§ Direction 1: In the article on famous former EFL teachers, which city did JK Rowling teach English in?

§ Selected text:
____

EFL teachers who went onto other distinguished careers

TEFL has been a career step for a number of famous writers, a film director and a well-known member of a US political dynasty.

EFL teaching has been an early step on the career path for a variety of well-known people who logically went on to have careers in literature. However, there are some more surprising famous people from the worlds of politics, pop and cinema you probably wouldn’t have guessed who started as TEFL teachers…

JK Rowling

The most well-known and financially successful ex-TEFL teacher in the world is JK Rowling, author of the Harry Potter series, which are the best-selling books of all time.

Whilst still an unknown but ambitious young author, JK Rowling answered an advert in the Guardian newspaper to become an English teacher in Porto, Portugal. She spent 18 months teaching in Porto, and it was during this time that she began work outlining the plot for the seven-book series, started her writing, and even took Portugal’s ex-dictator Antonio Salazar’s name as inspiration for one of the book’s baddies, Salazar Slytherin.

JK Rowling married and had her daughter with a Portuguese journalist, however the marriage ended quickly, and she returned to Edinburgh with her daughter, which is where she wrote the Harry Potter series.

“…in those first weeks in Portugal I wrote what has become my favourite chapter in the Philosopher’s Stone, ‘The Mirror of Erised’ – and had hoped that, when I returned from Portugal, I would have a finished book under my arm. In fact, I had something even better: my daughter, Jessica.” JK Rowling

Oliver Stone

Oliver Stone is one of the best-known film directors of all time. His works include JFK and Platoon. In 1965, the US was engaged militarily in Vietnam and an 18-year-old Oliver Stone dropped out of collage at Yale and went to teach English to high school students for six months in Saigon at Free Pacific Institute in South Vietnam.

Afterwards, Stone worked for a short while on merchant ships, and was able to get a ride back to the USA. In April 1967, Stone enlisted with the United States Army and requested combat duty in Vietnam. Stone served for a little under a year and was wounded twice.

From the army he went on to study at New York University and his career in film flourished. A career in which he made films that consistently challenged US foreign policy.

James Joyce

One of Ireland’s most famous authors, James Joyce (author of Ulysses, born in 1882), had a difficult start to his English teaching career. He accepted a job in Switzerland which turned out to be a scam. Next he went to Pola, formerly in the Austro-Hungarian empire, stayed there for one year, teaching English to Austro-Hungarian naval officers stationed at the Pola base.

After a year, the Austrians weary of foreign espionage evicted all aliens from the city. Joyce returned to Trieste and secured a job with the Trieste Berlitz Language School. He stayed and worked in Trieste for the next 10 years until 1915 when most of Joyce’s students were conscripted to fight in the First World War. During the First World War, Joyce’s family moved to Zurich, then Paris after the war and the South of France before the Nazi invasion.

Joyce’s best-known works are Ulysses, Dubliners and Finnegan’s Wake and he is credited with being one of the most influential and innovative writers of the 20th century.

____

§ Items listed in a dataset:

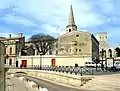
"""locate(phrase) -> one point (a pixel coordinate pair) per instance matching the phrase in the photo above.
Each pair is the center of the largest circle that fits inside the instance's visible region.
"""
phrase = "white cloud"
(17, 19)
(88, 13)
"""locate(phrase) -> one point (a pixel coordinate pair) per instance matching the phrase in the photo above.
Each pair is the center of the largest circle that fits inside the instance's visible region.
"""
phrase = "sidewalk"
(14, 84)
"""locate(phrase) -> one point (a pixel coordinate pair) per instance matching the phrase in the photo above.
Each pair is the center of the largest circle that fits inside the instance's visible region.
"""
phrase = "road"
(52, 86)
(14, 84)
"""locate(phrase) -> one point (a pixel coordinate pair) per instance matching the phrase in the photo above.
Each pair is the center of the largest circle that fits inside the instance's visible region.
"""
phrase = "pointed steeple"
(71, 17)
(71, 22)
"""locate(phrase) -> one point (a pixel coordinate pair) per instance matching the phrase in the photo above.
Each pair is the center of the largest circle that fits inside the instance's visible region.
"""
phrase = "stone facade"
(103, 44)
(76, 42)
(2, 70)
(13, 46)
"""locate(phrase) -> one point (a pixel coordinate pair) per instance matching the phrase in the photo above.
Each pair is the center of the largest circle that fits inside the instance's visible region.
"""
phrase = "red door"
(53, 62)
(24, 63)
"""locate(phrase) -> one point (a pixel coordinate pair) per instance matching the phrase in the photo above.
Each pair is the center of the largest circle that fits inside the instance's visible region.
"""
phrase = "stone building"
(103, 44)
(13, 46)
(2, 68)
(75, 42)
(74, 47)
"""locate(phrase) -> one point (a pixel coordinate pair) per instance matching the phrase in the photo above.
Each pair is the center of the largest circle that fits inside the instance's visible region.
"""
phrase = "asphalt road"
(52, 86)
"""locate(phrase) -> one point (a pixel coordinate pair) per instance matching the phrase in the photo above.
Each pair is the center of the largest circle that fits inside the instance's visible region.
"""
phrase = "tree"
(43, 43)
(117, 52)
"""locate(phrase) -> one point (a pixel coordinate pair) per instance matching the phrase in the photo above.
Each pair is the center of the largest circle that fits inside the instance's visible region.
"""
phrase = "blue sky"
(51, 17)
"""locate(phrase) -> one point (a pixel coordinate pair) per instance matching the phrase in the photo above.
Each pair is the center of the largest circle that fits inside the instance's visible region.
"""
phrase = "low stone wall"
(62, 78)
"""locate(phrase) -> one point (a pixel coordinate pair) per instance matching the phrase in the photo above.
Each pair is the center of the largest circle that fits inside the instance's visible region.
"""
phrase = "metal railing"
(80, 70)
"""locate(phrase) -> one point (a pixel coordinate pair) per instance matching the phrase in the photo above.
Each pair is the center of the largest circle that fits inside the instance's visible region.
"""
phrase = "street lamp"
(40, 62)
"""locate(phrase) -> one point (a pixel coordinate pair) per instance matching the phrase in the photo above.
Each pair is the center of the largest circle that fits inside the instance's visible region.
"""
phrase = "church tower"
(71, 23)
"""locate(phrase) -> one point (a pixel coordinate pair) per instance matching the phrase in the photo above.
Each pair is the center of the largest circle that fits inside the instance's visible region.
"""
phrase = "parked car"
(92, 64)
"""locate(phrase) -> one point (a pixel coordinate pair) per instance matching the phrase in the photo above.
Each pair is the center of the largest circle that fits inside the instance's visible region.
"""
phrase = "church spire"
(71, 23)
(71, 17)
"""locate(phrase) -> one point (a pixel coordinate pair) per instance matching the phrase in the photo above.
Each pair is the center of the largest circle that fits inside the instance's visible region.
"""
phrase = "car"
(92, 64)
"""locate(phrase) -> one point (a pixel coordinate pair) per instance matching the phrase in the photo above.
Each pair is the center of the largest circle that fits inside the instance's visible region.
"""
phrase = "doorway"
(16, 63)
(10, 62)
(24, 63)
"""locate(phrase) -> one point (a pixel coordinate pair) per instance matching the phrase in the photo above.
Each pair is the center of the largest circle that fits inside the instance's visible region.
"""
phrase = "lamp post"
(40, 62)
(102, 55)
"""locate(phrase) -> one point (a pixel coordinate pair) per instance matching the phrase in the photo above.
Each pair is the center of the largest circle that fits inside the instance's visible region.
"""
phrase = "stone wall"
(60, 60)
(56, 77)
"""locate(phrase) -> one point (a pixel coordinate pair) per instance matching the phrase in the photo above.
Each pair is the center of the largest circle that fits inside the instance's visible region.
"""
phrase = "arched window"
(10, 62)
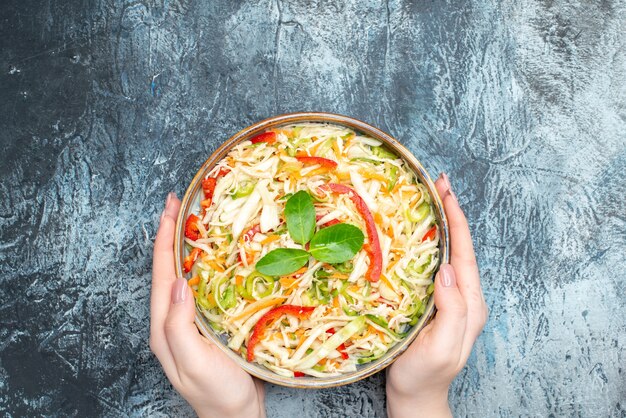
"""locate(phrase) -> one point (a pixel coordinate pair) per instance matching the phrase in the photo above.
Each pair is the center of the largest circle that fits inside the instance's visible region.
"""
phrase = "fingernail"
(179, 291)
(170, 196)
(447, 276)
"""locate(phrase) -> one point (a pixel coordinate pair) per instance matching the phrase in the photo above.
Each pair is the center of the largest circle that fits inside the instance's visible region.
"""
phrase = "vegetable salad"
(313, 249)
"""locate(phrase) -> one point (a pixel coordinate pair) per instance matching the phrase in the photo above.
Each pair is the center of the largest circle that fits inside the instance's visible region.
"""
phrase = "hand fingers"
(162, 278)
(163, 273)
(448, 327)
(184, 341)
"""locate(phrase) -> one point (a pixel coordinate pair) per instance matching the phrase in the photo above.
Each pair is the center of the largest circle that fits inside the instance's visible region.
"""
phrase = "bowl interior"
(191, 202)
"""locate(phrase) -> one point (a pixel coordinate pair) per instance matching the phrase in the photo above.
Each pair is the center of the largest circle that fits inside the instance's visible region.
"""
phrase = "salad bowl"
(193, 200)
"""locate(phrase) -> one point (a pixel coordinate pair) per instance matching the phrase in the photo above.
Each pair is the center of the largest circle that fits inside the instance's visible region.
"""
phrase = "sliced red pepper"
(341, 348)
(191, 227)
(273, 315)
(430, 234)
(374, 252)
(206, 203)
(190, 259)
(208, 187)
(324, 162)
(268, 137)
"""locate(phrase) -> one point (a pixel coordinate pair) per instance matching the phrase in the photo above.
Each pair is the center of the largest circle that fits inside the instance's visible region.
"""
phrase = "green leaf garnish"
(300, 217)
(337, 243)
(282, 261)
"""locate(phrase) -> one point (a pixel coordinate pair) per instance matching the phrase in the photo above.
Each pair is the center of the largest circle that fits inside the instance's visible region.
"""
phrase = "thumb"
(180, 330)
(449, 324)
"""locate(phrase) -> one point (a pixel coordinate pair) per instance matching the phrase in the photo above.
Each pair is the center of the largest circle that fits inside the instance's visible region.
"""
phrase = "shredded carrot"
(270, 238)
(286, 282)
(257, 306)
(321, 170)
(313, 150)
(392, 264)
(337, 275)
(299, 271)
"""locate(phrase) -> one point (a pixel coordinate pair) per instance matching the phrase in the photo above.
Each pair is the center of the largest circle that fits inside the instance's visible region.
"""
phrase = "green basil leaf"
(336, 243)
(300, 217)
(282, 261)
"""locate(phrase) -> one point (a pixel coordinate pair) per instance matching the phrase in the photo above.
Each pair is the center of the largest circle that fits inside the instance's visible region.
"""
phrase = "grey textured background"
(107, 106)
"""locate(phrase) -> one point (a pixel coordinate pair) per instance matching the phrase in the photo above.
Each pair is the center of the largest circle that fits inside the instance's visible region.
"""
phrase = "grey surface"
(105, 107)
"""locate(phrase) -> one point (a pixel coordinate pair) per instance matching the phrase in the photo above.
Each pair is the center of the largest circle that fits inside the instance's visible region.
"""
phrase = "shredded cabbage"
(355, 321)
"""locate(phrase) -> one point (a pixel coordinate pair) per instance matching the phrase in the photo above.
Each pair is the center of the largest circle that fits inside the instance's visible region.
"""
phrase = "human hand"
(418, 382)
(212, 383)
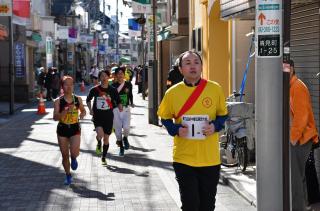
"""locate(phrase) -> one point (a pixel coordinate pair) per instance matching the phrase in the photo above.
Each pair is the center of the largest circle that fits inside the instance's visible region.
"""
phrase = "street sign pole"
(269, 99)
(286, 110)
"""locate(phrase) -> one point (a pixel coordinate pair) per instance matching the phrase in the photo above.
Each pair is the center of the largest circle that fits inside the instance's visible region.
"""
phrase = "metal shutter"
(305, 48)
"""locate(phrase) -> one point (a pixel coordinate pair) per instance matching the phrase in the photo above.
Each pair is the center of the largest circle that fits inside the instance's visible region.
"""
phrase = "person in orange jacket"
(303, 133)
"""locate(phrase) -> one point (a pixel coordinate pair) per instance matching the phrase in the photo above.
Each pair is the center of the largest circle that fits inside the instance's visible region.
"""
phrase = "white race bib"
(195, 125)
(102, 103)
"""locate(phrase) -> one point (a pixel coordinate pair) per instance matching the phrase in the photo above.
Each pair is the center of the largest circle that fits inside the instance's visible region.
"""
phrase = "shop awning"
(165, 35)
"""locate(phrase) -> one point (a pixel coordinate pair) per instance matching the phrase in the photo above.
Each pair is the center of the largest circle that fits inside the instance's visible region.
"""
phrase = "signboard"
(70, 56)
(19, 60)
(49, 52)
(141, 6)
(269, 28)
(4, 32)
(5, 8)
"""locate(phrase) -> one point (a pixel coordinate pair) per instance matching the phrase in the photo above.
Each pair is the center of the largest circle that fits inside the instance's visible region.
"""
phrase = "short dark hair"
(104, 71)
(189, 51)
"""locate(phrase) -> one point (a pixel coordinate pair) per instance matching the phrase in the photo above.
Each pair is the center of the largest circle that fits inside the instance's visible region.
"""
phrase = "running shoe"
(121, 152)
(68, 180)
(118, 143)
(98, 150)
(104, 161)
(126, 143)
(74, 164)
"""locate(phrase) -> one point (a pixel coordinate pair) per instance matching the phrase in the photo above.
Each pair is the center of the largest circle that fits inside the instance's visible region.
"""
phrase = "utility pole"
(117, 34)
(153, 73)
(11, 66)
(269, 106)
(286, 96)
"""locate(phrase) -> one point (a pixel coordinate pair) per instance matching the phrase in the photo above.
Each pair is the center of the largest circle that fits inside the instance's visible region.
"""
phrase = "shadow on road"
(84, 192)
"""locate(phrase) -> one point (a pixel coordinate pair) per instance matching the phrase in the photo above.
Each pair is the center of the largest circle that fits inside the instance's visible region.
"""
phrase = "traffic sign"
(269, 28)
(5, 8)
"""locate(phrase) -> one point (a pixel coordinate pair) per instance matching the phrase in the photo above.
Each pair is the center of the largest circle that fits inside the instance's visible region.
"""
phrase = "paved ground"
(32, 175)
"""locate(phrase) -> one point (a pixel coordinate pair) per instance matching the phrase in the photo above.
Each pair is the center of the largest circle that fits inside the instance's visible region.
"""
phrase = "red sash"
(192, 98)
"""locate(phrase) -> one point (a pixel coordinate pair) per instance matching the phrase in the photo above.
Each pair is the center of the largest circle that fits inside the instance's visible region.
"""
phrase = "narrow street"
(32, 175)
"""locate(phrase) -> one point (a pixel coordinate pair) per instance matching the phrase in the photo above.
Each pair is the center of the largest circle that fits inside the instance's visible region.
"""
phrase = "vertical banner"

____

§ Direction 2: Filter the entries and keep every line that contains the string "white". Matching is case-sensitive.

§ Correct response 1: Porto, Portugal.

§ Correct response 2:
phrase = "white cloud"
phrase = "white race bib"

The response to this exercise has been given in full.